Task description
Present the entries below as a JSON list of strings, with one string per line and blank lines omitted.

Raw records
# # #
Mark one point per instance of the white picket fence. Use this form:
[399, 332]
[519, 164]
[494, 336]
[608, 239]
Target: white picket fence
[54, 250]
# # #
Final result
[
  "Mark one point per instance of the white picket fence. Use this form:",
  "[399, 332]",
  "[519, 164]",
  "[494, 336]",
  "[608, 239]",
  "Target: white picket fence",
  "[54, 250]"
]